* Consigne 1 *
D'après le passage sur l'adaptation du cycle de Fondation, quel studio nous offre Asimov ?

* Bloc de texte *
Le cycle de Fondation attend depuis des dizaines d’années une adaptation à la hauteur. Nous voilà en 2021, ce moment où les studios se tournent vers les Auteurs – notez la majuscule – à l’heure où, justement, il n’y a plus d’auteurs : seulement des univers, des totems, des marques. Warner s’empare du cycle de Dune (le film de Denis Villeneuve peut aussi se voir comme le prologue de la future série télé pour HBO Max, Dune : The Sisterhood), le titan Amazon a déjà mis la main sur Tolkien (la série Le Seigneur des anneaux) et Apple nous offre Asimov. Un des titans de la SF américaine, dont le roman Fondation apparaît comme la matière idéale à une adaptation, non seulement en termes de narration mais de style : Isaac Asimov, touche-à-tout génial issu de l’école du pulp et de la vulgarisation scientifique, homme à tout faire, à l’aise dans tous les genres (comme l’écrivait son confrère de la revue Astounding Stories, Robert A. Heinlein, auteur de Starship Troopers : «La spécialisation est bonne pour les insectes»), n’a justement guère de style.

* Données à traiter *

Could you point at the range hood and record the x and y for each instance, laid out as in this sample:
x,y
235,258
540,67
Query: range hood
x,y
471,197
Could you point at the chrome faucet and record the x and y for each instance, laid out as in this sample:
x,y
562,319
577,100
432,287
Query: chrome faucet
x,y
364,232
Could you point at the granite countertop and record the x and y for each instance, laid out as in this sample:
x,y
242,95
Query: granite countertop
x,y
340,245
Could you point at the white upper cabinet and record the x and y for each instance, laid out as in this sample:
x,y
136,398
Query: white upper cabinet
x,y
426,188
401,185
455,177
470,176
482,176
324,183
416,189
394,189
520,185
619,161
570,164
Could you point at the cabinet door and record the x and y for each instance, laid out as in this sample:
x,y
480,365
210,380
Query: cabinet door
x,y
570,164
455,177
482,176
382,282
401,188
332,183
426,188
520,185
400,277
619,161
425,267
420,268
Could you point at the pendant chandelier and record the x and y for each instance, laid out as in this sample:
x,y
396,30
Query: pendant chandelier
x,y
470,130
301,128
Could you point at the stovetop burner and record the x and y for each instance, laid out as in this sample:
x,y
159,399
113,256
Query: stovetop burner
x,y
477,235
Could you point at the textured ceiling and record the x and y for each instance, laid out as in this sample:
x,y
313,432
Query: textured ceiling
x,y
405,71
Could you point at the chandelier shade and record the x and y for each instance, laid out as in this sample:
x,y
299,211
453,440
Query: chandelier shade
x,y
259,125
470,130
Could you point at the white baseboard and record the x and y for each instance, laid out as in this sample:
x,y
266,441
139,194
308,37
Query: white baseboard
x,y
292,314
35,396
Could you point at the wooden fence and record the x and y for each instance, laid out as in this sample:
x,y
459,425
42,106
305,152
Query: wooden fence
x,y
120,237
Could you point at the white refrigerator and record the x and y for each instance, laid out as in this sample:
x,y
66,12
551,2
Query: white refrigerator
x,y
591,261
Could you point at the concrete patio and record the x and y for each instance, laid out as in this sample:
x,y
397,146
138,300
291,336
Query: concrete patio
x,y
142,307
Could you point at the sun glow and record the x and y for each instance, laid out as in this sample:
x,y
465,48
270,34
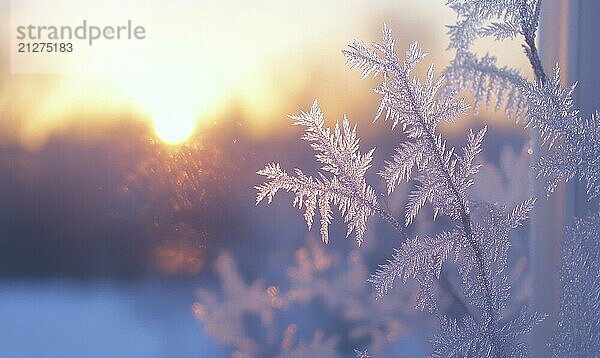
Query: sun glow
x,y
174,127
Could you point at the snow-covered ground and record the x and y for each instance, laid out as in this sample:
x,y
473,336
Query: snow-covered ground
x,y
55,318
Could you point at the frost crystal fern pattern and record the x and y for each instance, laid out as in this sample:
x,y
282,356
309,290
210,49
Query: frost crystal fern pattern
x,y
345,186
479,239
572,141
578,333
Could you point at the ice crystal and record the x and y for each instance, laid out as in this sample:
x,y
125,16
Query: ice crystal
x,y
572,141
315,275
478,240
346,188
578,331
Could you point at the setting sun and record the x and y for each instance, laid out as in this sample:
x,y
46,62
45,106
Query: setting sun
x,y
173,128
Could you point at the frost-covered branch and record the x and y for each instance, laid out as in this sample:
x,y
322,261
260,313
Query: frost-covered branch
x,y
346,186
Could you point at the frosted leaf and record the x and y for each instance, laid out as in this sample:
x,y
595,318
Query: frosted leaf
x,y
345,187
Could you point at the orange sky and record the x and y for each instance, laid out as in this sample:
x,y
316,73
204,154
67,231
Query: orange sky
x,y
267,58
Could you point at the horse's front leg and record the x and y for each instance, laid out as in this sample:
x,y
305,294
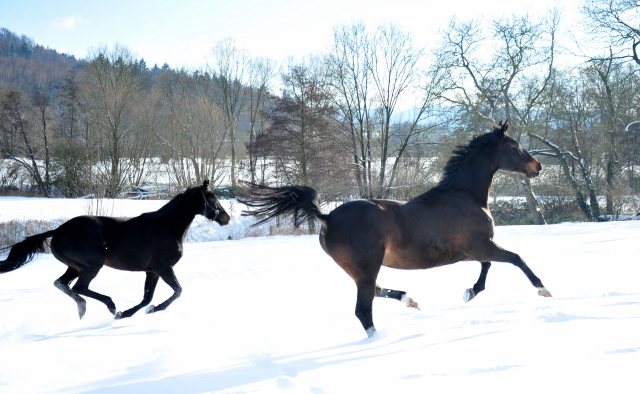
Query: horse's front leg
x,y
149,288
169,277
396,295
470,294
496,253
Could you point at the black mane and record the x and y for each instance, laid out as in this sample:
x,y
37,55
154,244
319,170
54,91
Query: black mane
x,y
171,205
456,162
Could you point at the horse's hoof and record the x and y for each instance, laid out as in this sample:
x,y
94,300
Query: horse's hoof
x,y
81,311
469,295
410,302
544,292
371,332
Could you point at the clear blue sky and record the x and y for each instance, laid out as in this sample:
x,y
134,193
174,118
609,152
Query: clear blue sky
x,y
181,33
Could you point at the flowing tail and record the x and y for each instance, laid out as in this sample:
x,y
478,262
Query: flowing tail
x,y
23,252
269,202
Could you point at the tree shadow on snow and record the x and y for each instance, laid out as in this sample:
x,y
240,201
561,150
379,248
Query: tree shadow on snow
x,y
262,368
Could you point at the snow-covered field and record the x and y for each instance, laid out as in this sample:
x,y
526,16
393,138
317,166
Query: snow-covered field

* Consigne 2 *
Mettez en forme de liste JSON de chaînes, une chaîne par ligne et sans les lignes vides, le passage des enregistrements qui va de la ligne contenant « Could you point at the frosted » jusqu'à la fin des enregistrements, les deux bornes comprises. Laissez les images hors de la réponse.

* Réponse attendue 1 *
Apple.

* Réponse attendue 2 *
[
  "Could you point at the frosted leaf and record the x and y for each instance, laid out as in this sample:",
  "x,y",
  "595,318",
  "Query: frosted leaf",
  "x,y",
  "345,187",
  "Could you point at the orange sky and record the x and y for each instance, laid out as in this sample:",
  "x,y",
  "316,73",
  "204,154",
  "67,231",
  "Query: orange sky",
  "x,y",
  "267,58",
  "Could you point at the horse's front leg and record the x and y for each instance, laid out as in this sample:",
  "x,y",
  "305,294",
  "Query: horse's front leg",
  "x,y",
  "149,288",
  "169,277",
  "396,295",
  "470,294",
  "496,253",
  "Could you point at the black mane and record the x and y for each instance, laid out as in this sample:",
  "x,y",
  "37,55",
  "154,244",
  "319,170",
  "54,91",
  "Query: black mane",
  "x,y",
  "171,205",
  "456,162",
  "Could you point at the horse's hoof and record the x and y for each instance, laid out as in this sample:",
  "x,y",
  "94,300",
  "Query: horse's hoof",
  "x,y",
  "81,311",
  "469,295",
  "410,302",
  "544,292",
  "371,332",
  "Could you point at the clear blue sky and record the x and y for each instance, laid out as in this sample:",
  "x,y",
  "134,193",
  "174,118",
  "609,152",
  "Query: clear blue sky",
  "x,y",
  "181,33",
  "Could you point at the flowing tail and record the x and y for each instance, laid out as in this sample:",
  "x,y",
  "478,262",
  "Query: flowing tail",
  "x,y",
  "23,252",
  "269,202",
  "Could you point at the tree shadow on snow and record the x and y for each instance, laid out as in this sample:",
  "x,y",
  "240,201",
  "561,150",
  "379,248",
  "Query: tree shadow on snow",
  "x,y",
  "262,368",
  "Could you point at the snow-covered field and record the x and y for each instance, laid out as in this sample:",
  "x,y",
  "526,16",
  "393,138",
  "317,166",
  "Query: snow-covered field"
]